▸ **What to produce**
The data below is to be returned in full and exactly.
-- Start Data --
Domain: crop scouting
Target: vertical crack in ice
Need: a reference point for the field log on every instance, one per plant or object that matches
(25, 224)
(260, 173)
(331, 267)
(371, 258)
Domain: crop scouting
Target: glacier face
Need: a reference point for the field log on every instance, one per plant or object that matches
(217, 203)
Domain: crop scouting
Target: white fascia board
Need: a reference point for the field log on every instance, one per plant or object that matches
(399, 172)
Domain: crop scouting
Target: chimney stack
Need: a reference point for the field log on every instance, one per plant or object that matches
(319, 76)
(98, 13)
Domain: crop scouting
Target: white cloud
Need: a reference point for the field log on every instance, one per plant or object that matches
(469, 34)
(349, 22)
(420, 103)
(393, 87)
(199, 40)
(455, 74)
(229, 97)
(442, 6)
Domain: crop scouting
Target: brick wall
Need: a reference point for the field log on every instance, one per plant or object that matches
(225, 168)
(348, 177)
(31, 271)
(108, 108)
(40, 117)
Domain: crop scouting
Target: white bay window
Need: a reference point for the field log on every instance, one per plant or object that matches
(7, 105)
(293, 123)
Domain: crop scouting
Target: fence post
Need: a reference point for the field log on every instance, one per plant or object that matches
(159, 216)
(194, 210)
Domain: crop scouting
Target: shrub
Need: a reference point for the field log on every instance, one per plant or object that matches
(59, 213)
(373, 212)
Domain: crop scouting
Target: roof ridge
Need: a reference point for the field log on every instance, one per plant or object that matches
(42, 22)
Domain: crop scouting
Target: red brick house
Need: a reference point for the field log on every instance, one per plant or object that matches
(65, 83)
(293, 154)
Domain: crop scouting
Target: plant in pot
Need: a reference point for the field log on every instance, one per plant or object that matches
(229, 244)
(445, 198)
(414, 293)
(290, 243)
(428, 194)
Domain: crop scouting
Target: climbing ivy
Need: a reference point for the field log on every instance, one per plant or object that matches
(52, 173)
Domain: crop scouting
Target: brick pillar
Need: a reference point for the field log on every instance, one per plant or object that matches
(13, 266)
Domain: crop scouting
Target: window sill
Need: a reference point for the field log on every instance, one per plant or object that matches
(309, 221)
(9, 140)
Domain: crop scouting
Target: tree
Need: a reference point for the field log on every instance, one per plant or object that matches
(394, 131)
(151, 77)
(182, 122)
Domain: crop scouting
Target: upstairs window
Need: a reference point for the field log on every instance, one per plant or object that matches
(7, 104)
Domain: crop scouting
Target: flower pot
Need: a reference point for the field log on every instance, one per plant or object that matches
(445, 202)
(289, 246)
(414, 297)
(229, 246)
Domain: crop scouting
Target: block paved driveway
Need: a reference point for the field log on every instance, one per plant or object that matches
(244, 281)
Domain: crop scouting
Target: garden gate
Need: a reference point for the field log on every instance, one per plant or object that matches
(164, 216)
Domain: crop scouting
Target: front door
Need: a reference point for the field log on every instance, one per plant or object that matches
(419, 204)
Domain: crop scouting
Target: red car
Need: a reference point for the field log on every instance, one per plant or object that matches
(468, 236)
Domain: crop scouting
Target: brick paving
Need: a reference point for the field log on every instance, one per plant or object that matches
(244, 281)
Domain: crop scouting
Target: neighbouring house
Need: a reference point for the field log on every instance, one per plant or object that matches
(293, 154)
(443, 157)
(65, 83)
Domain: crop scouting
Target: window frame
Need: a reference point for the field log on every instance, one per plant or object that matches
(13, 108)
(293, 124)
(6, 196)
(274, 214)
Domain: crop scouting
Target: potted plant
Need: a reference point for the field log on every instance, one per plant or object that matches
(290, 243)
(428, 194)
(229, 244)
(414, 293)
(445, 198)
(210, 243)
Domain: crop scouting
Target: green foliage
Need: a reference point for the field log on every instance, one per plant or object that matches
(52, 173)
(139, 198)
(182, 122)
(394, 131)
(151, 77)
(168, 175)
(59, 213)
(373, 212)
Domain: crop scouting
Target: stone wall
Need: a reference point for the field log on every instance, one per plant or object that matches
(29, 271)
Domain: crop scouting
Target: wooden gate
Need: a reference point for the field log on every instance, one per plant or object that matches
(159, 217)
-- End Data --
▸ **Answer to the problem**
Domain: crop scouting
Target: vertical crack in ice
Need: a reference point for the field log on every instance, one per plant or object that matches
(25, 224)
(260, 173)
(331, 267)
(371, 258)
Domain: crop scouting
Target: glacier face
Need: a reference point for the field log on every instance, one per plant or object that matches
(217, 203)
Domain: crop scouting
Target: white fascia board
Need: a reference point for the field log on every instance, one per plant or object that matches
(399, 172)
Domain: crop scouting
Target: chimney stack
Need: a reference point for the field log on every instance, one per plant or object that matches
(319, 76)
(98, 13)
Domain: crop scouting
Target: white cloud
Need: a reference point for the field log on every instance, one per plant or object that matches
(469, 34)
(349, 22)
(420, 103)
(393, 87)
(199, 40)
(455, 74)
(229, 97)
(442, 6)
Domain: crop scouting
Target: brick wall
Need: a reference point for the field log on every instance, one per plant or object that matches
(225, 168)
(348, 177)
(31, 271)
(108, 108)
(40, 117)
Domain: crop scouting
Target: white bay window
Need: a reference point for the field log on every instance, one per plant or object that matches
(7, 105)
(293, 123)
Domain: crop scouting
Target: fence post
Need: a reference point for the field log on every instance, one per plant or object that matches
(159, 216)
(194, 210)
Domain: crop scouting
Target: shrub
Need: a reference point for the field log on every instance, one per plant or object that matches
(59, 213)
(373, 212)
Domain: crop scouting
Target: roof ridge
Need: a reference point for the field log on every instance, one per plant or object that matches
(42, 22)
Domain: crop scouting
Target: red brick house
Need: a reference point for the field log on every instance, one per plant or object that matches
(65, 83)
(293, 154)
Domain: crop scouting
Target: plant in pot
Need: a reference point for the field log on every instance, one per plant or object that matches
(229, 244)
(445, 198)
(414, 293)
(290, 243)
(428, 194)
Domain: crop scouting
Target: climbing ivy
Need: a reference point for the field log on every instance, one per plant or object that matches
(52, 173)
Domain: crop scouting
Target: brick pillar
Need: a reference point for the field log on every instance, one per plant or object that matches
(13, 266)
Domain: crop scouting
Target: window sill
Need: a reference point for the field log on every instance, one per plant or object that matches
(309, 221)
(9, 140)
Domain: crop scouting
Target: tree
Need: a reference point for the field log on every instance, one per plant or object that matches
(394, 131)
(151, 77)
(182, 122)
Domain: crop scouting
Target: upstairs window
Need: a reference point for the field log on every instance, one per plant or object that matches
(7, 104)
Domain: crop scouting
Target: flower pot
Need: a reference point for the field log on every instance, one per plant or object that matches
(445, 202)
(289, 246)
(414, 297)
(229, 246)
Domain: crop scouting
Target: block paved driveway
Need: a reference point for the field log on every instance, one per plant or object that matches
(244, 281)
Domain: crop scouting
Target: garden gate
Need: a reference point for the field log on every instance, one per plant or object that matches
(164, 216)
Domain: crop scouting
Target: front door
Need: a reference point for the field log on every instance, one per plant or object that matches
(419, 204)
Domain: crop scouting
Target: red car
Need: a reference point for the field log on every instance, one per plant or object that matches
(468, 236)
Domain: crop scouting
Target: brick paving
Need: a reference point for the field log on every instance, one per plant or object that matches
(244, 281)
Domain: crop scouting
Target: neighbouring house
Need: a reference point for the field log on every instance, one per plant or object that matches
(293, 154)
(443, 157)
(65, 83)
Domain: crop scouting
Target: window frame
Need: a reference point for the field log on every instance, one per plant or object that matches
(13, 108)
(293, 124)
(6, 196)
(274, 214)
Domain: crop scouting
Target: potted plant
Need: a reference point for the field log on every instance, one per plant or object that matches
(290, 243)
(428, 194)
(229, 244)
(414, 293)
(445, 198)
(210, 243)
Domain: crop scouting
Target: green foliage
Need: a reference point for the field log on every instance, one per plant or object that matches
(52, 173)
(139, 198)
(182, 122)
(394, 131)
(151, 77)
(168, 175)
(59, 213)
(373, 212)
Domain: crop scouting
Target: stone wall
Need: a reference point for the field log on every instance, one per plant or object that matches
(29, 271)
Domain: crop scouting
Target: wooden gate
Need: a reference point for the field log on every instance, one per plant or object that matches
(159, 217)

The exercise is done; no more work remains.